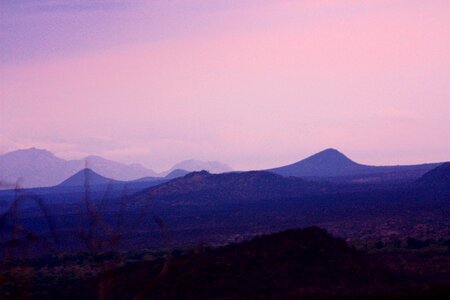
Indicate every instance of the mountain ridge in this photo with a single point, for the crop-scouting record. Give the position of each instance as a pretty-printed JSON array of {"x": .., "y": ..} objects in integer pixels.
[{"x": 331, "y": 163}]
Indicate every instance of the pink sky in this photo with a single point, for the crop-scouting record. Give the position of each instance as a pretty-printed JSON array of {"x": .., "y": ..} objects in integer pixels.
[{"x": 254, "y": 84}]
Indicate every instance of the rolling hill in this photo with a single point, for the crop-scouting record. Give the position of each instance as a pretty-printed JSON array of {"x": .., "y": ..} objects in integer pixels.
[
  {"x": 204, "y": 187},
  {"x": 331, "y": 163},
  {"x": 41, "y": 168},
  {"x": 89, "y": 177}
]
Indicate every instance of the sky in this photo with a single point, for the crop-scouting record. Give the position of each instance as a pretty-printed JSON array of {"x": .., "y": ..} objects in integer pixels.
[{"x": 254, "y": 84}]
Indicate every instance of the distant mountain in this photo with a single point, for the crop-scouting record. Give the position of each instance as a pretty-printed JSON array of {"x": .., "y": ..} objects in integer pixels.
[
  {"x": 193, "y": 165},
  {"x": 40, "y": 168},
  {"x": 172, "y": 175},
  {"x": 117, "y": 170},
  {"x": 331, "y": 163},
  {"x": 203, "y": 187},
  {"x": 86, "y": 176},
  {"x": 176, "y": 173},
  {"x": 437, "y": 176}
]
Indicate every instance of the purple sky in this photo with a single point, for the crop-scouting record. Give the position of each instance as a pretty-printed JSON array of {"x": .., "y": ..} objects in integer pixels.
[{"x": 254, "y": 84}]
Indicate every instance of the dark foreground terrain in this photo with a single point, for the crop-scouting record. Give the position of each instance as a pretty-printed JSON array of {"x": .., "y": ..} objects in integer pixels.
[
  {"x": 205, "y": 236},
  {"x": 294, "y": 264}
]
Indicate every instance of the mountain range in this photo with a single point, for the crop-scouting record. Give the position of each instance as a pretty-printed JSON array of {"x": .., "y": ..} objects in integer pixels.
[
  {"x": 40, "y": 168},
  {"x": 332, "y": 164}
]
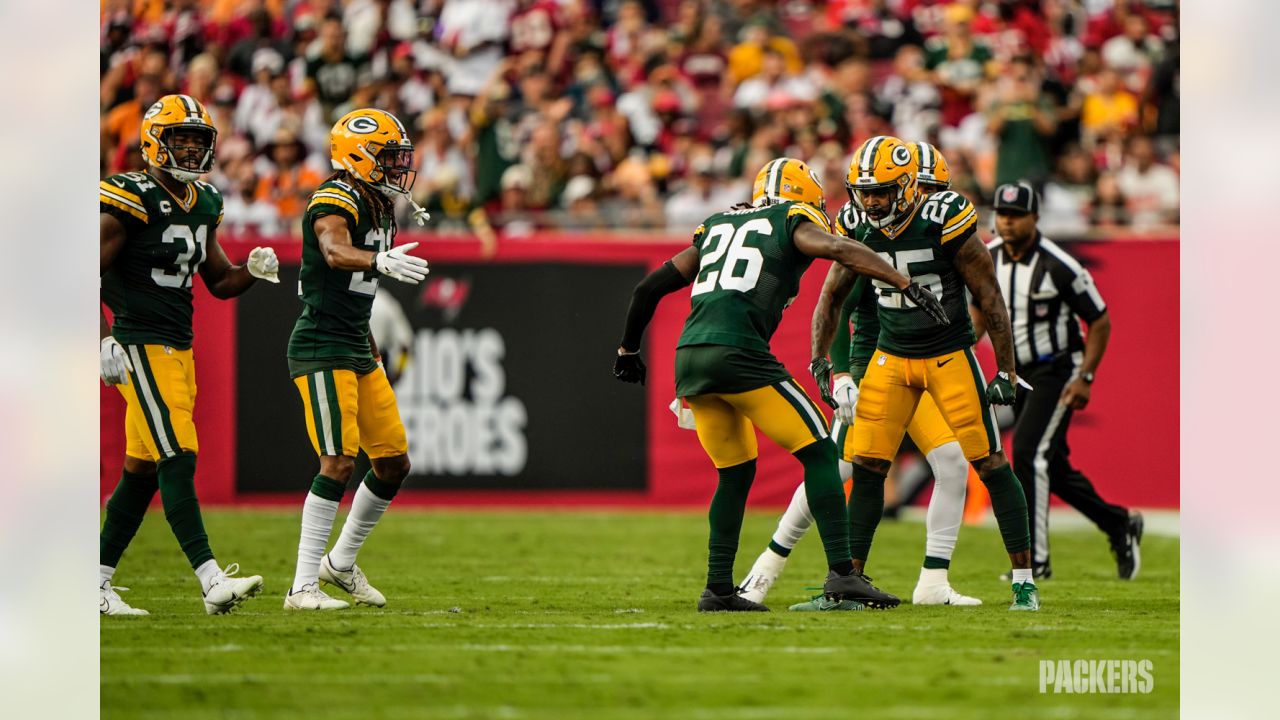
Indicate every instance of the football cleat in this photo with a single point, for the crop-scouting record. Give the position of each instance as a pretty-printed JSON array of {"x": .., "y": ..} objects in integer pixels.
[
  {"x": 764, "y": 573},
  {"x": 1025, "y": 597},
  {"x": 1125, "y": 548},
  {"x": 1038, "y": 572},
  {"x": 735, "y": 602},
  {"x": 112, "y": 602},
  {"x": 353, "y": 582},
  {"x": 228, "y": 591},
  {"x": 858, "y": 587},
  {"x": 311, "y": 597},
  {"x": 823, "y": 604},
  {"x": 941, "y": 595}
]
━━━━
* [EXERCISE DETAILS]: Rewrite the listing from the line containing "Indicate every instance of the dark" through its last line, keeping every line of text unchanged except for the answer coordinates, where each x and y value is offset by -50. Leave the picture marker out of your copy.

* [EXERCISE ANSWER]:
Indicate every instance of the dark foreground terrain in this photo with a single point, for the crop-scouting record. Give the position of each instance as a pretty-printed JSON array of {"x": .., "y": ..} objects in integer pixels.
[
  {"x": 155, "y": 186},
  {"x": 244, "y": 214}
]
Indicate every instance of the mountain range in this photo with a single point, for the crop-scouting record. Give the position of each instance as a pretty-printed JSON array of {"x": .., "y": ..} objects in integer pixels.
[
  {"x": -10, "y": 118},
  {"x": 282, "y": 114}
]
Indicate every instance of the football cleat in this photo with a single point, for the crop-scouting record. Give the position of each instance as a pretty-printed JSON array of {"x": .., "y": ..} objects in integer pixels.
[
  {"x": 714, "y": 523},
  {"x": 975, "y": 547},
  {"x": 1075, "y": 498},
  {"x": 988, "y": 522},
  {"x": 685, "y": 552},
  {"x": 62, "y": 552},
  {"x": 303, "y": 532},
  {"x": 178, "y": 541},
  {"x": 808, "y": 537},
  {"x": 261, "y": 547},
  {"x": 773, "y": 554},
  {"x": 891, "y": 545}
]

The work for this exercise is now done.